Only the lines starting at the one that contains "wooden bookshelf, then" and running to the end should be repeated, exactly as written.

Dataset excerpt
----------
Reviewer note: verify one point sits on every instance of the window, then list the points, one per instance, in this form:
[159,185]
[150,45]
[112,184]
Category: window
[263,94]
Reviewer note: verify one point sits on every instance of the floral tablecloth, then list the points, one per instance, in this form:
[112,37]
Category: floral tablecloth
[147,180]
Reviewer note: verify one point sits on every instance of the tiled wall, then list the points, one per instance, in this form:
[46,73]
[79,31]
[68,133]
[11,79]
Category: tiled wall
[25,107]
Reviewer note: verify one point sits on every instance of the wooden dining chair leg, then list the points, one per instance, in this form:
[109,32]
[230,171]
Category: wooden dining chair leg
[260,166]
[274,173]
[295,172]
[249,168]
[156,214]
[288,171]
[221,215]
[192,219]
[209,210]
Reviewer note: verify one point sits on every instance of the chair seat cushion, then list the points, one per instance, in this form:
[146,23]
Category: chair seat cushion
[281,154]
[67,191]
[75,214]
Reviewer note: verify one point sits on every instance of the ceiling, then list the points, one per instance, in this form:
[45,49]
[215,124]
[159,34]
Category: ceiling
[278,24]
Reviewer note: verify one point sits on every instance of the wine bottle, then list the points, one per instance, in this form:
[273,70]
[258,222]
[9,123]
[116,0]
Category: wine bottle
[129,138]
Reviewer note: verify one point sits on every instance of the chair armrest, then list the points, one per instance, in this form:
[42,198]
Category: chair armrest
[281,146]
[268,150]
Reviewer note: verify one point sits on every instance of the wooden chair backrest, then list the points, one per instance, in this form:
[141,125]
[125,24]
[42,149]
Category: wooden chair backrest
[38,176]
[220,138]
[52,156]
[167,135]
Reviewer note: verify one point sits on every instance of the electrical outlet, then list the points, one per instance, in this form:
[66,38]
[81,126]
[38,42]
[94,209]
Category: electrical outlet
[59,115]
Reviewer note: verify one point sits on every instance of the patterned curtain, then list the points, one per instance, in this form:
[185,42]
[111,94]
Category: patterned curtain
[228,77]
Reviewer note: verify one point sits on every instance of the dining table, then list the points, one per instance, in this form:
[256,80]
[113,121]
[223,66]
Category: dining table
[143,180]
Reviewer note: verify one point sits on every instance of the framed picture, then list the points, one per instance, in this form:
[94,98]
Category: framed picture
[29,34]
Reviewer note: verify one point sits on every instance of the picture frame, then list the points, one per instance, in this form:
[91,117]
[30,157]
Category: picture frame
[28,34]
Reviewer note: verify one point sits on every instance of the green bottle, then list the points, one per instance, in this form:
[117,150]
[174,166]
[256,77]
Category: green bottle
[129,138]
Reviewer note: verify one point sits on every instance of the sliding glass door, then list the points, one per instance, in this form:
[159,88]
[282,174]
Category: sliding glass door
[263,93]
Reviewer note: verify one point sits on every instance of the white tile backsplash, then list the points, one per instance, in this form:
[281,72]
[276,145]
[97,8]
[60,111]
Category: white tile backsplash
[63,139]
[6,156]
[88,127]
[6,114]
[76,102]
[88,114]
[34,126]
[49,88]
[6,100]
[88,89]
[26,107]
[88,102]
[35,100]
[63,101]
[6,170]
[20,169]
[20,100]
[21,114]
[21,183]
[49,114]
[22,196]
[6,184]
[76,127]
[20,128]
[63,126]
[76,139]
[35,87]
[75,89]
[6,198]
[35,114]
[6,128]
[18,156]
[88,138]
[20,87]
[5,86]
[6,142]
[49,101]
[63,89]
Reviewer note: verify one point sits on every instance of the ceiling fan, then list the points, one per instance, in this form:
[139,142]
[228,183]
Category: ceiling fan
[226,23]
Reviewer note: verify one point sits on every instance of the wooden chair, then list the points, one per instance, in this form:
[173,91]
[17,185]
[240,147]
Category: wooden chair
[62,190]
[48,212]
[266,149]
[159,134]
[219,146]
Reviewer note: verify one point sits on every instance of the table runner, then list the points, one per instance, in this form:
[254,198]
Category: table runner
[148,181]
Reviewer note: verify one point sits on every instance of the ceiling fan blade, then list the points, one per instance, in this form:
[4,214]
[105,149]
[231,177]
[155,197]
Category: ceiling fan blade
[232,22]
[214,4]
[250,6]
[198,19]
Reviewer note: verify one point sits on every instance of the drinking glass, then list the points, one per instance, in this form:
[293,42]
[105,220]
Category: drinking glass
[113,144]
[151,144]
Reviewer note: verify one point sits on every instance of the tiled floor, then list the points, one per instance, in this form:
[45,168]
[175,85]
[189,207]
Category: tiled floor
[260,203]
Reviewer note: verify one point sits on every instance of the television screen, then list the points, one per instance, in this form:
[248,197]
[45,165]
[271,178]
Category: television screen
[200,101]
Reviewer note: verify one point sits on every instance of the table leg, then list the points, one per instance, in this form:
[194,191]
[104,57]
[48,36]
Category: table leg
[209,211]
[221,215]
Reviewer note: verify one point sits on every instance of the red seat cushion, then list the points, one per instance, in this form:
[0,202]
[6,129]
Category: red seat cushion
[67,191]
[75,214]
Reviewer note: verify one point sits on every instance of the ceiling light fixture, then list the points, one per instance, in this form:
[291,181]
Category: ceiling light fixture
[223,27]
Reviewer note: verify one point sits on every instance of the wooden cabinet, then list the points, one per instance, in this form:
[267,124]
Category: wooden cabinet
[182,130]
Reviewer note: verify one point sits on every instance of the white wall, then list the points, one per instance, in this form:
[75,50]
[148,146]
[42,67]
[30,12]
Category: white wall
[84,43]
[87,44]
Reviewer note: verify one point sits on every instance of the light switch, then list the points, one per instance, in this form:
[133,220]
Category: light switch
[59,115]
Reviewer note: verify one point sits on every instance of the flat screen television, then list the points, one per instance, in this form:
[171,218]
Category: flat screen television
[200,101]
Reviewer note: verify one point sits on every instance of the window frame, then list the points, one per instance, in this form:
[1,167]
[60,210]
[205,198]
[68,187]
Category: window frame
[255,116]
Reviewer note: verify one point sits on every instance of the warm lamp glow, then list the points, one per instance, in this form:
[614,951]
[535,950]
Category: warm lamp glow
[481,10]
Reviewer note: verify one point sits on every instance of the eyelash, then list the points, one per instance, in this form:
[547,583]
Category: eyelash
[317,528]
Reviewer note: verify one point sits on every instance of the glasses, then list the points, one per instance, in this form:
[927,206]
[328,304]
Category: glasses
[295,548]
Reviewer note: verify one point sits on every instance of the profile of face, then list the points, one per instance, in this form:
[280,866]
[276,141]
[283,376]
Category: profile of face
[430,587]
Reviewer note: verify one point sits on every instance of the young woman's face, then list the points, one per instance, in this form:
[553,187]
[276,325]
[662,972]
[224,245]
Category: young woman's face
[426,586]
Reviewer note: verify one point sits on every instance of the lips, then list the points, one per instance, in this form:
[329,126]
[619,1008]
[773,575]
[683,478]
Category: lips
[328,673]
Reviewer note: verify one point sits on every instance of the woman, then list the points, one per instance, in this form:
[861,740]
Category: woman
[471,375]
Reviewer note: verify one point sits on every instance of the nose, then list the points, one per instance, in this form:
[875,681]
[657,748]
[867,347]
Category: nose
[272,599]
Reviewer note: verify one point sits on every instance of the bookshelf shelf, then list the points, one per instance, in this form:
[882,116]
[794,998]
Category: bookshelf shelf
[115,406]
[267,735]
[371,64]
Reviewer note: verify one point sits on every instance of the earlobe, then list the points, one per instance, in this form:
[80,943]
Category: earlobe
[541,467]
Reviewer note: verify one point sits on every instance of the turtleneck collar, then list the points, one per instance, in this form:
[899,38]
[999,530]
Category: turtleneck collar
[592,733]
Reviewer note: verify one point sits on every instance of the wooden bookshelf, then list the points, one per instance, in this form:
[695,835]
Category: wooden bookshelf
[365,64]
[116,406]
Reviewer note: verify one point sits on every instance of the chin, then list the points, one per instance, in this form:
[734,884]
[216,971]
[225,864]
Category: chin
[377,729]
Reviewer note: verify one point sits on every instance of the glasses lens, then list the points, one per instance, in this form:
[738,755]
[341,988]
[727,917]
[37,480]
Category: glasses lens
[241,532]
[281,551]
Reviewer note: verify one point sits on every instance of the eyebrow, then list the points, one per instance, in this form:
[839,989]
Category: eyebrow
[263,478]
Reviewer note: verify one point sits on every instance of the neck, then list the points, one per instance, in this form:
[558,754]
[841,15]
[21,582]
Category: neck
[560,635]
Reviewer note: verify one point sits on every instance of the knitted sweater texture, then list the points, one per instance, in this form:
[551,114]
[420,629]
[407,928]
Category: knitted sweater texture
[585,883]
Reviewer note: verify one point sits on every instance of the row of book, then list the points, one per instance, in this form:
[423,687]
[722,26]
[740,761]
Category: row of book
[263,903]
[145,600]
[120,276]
----------
## Response to the exercise:
Reviewer note: verify one point sits on every instance of the wooden bookshelf, then list the points, one per instance, in this form:
[695,835]
Category: wooden bookshelf
[365,64]
[116,406]
Reviewer note: verify one point sits on every instance of the chin, then list the points, one per instance, in this form:
[734,884]
[216,971]
[225,864]
Category: chin
[377,729]
Reviewer note: verify one point sits on every instance of the glasses lens, then list the points, one per instance, in this form:
[738,755]
[341,988]
[727,917]
[37,480]
Category: glasses lens
[241,532]
[281,551]
Reviewer note: verify one point sits on every instance of the eyebrow, then list the points, one per instance, in this form:
[839,989]
Category: eyebrow
[263,478]
Reviewer note: verify one point sits on every instance of the neck, then list the points, one per instance, in this form:
[558,754]
[841,15]
[21,582]
Category: neck
[560,635]
Reviewer note: verify one point sits on every instance of the knitted sweater texture, then list the points, one per instance, in this form:
[551,114]
[420,629]
[407,928]
Category: knitted sweater texture
[585,883]
Reviewer note: verify one point sits on every instance of the row of book, then list the points, one per instance, in this form:
[423,687]
[722,26]
[740,761]
Category: row of book
[263,903]
[145,600]
[120,276]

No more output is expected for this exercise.